▶
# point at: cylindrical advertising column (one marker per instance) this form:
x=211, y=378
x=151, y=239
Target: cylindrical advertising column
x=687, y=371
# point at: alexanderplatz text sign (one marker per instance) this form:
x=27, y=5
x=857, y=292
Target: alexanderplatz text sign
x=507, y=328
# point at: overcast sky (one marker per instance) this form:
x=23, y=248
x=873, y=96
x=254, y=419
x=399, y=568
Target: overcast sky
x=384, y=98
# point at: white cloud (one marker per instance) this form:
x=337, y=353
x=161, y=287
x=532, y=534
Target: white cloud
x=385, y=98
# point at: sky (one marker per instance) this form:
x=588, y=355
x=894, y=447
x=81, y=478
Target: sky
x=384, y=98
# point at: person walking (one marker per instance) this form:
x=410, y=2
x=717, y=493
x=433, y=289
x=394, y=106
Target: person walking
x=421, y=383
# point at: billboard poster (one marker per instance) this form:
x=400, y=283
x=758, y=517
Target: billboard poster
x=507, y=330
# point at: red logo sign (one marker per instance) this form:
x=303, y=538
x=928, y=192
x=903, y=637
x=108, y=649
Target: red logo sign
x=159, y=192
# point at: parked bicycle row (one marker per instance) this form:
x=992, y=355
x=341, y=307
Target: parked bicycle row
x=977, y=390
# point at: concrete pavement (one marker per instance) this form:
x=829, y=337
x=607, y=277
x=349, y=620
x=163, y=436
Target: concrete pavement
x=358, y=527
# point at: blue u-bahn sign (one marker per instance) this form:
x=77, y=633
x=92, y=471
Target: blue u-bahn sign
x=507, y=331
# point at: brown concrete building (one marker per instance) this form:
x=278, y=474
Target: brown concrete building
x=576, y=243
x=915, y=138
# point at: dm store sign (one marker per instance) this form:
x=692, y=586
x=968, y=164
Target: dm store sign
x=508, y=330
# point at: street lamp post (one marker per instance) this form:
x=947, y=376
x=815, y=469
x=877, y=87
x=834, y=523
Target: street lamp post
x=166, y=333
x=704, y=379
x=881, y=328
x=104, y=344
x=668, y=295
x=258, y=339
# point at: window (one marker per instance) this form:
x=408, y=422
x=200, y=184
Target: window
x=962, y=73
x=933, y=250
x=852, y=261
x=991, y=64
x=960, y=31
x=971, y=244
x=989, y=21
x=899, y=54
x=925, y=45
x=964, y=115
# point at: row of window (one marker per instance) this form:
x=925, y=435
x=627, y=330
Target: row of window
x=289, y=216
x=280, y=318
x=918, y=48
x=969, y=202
◀
> _What is needed_
Give back the data above, repeating every record exactly.

> _Response to the task_
# point at: cylindrical advertising column (one marker per instance) this form:
x=211, y=378
x=151, y=239
Target: cylindrical advertising column
x=687, y=371
# point at: alexanderplatz text sign (one marker per instance) this form:
x=27, y=5
x=857, y=292
Target: alexanderplatz text sign
x=507, y=328
# point at: overcast sky (one marker per instance) this form:
x=23, y=248
x=873, y=96
x=254, y=419
x=399, y=568
Target: overcast sky
x=384, y=98
# point at: white cloud (one marker per instance) this form:
x=337, y=353
x=161, y=287
x=532, y=534
Target: white cloud
x=385, y=98
# point at: sky (one marker per instance) this form:
x=588, y=355
x=894, y=447
x=81, y=478
Target: sky
x=384, y=98
# point at: person walking (one marker per instance) this form:
x=410, y=2
x=717, y=493
x=433, y=289
x=394, y=106
Target: person walking
x=421, y=383
# point at: billboard poster (one marker per instance) this form:
x=400, y=283
x=758, y=517
Target: billboard poster
x=507, y=330
# point at: red logo sign (one marker per instance) this form:
x=303, y=538
x=928, y=192
x=903, y=637
x=108, y=649
Target: red logo sign
x=159, y=192
# point at: parked bicycle row (one marker per instance) this form:
x=992, y=355
x=341, y=307
Target: parked bicycle row
x=977, y=390
# point at: concrete pavement (one marker per instance) this form:
x=829, y=337
x=607, y=277
x=349, y=620
x=163, y=436
Target: concrete pavement
x=358, y=527
# point at: blue u-bahn sign (one marker per instance) this form:
x=77, y=633
x=92, y=471
Target: blue u-bahn sign
x=507, y=331
# point at: brown concrete building (one marker per instance) this form:
x=278, y=474
Target: brown concrete building
x=576, y=243
x=915, y=138
# point at: dm store sign (one marker per instance) this form:
x=692, y=586
x=968, y=164
Target: dm store sign
x=508, y=330
# point at: street lamp post (one marker per instance) this form:
x=947, y=376
x=815, y=469
x=877, y=87
x=834, y=523
Target: street lamp post
x=166, y=333
x=704, y=379
x=881, y=328
x=104, y=344
x=668, y=295
x=258, y=339
# point at: window (one marker per instance) this form:
x=408, y=422
x=200, y=184
Target: window
x=962, y=73
x=933, y=250
x=852, y=261
x=991, y=64
x=960, y=31
x=971, y=244
x=989, y=21
x=899, y=54
x=925, y=45
x=964, y=115
# point at: row of window (one marker per instance) this form:
x=925, y=435
x=627, y=330
Target: row of window
x=289, y=216
x=280, y=318
x=918, y=48
x=969, y=202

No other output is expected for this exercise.